-- DATA start --
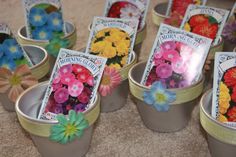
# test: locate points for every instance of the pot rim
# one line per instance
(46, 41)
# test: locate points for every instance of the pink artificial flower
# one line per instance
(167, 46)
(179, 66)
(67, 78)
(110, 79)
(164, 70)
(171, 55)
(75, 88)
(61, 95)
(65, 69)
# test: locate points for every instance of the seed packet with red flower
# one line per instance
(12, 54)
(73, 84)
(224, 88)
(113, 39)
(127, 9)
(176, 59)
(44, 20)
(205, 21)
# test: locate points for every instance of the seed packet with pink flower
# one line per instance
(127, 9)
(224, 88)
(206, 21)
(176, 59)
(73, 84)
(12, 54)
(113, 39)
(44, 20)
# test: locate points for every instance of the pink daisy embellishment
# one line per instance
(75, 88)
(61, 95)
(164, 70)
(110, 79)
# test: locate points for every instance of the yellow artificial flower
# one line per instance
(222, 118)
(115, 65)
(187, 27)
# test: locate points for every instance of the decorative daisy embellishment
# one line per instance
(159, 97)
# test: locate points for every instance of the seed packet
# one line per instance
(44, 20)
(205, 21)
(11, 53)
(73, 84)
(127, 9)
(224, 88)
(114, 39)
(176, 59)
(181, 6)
-- DATA end --
WORK REQUIRED: Arrange the data above as a Markdown table with the columns "Row" and "Text." Include every line from the one containing "with red flower" through the end of the data, both ends included, leaving out any blank lines.

ANSWER IN FULL:
| Row | Text |
|---|---|
| 1 | # test: locate points for every instance of the seed packet with red flower |
| 2 | # one line per instance |
| 3 | (12, 54) |
| 4 | (73, 84) |
| 5 | (224, 88) |
| 6 | (113, 39) |
| 7 | (127, 9) |
| 8 | (176, 59) |
| 9 | (44, 20) |
| 10 | (205, 21) |
| 11 | # test: locate points for every instance of the seed packet with pink flower |
| 12 | # one line per instance |
| 13 | (127, 9) |
| 14 | (224, 88) |
| 15 | (206, 21) |
| 16 | (176, 59) |
| 17 | (73, 84) |
| 18 | (12, 54) |
| 19 | (113, 39) |
| 20 | (44, 20) |
| 21 | # test: locate points for every instance of the pink daisy embellishment |
| 22 | # one line per instance |
| 23 | (75, 88) |
| 24 | (61, 95) |
| 25 | (164, 70) |
| 26 | (110, 79) |
| 27 | # test: locate points for every instance of the yellow artificial flower |
| 28 | # one line per instance |
| 29 | (222, 118) |
| 30 | (115, 65) |
| 31 | (187, 27) |
| 32 | # test: locate points for every instance of the decorative daisy embellishment |
| 33 | # one line per instance |
| 34 | (159, 97) |
| 35 | # test: locate points for every instance of the seed packet |
| 36 | # one line per instance |
| 37 | (44, 20) |
| 38 | (205, 21) |
| 39 | (11, 53) |
| 40 | (73, 84) |
| 41 | (127, 9) |
| 42 | (224, 88) |
| 43 | (114, 39) |
| 44 | (176, 59) |
| 45 | (181, 6) |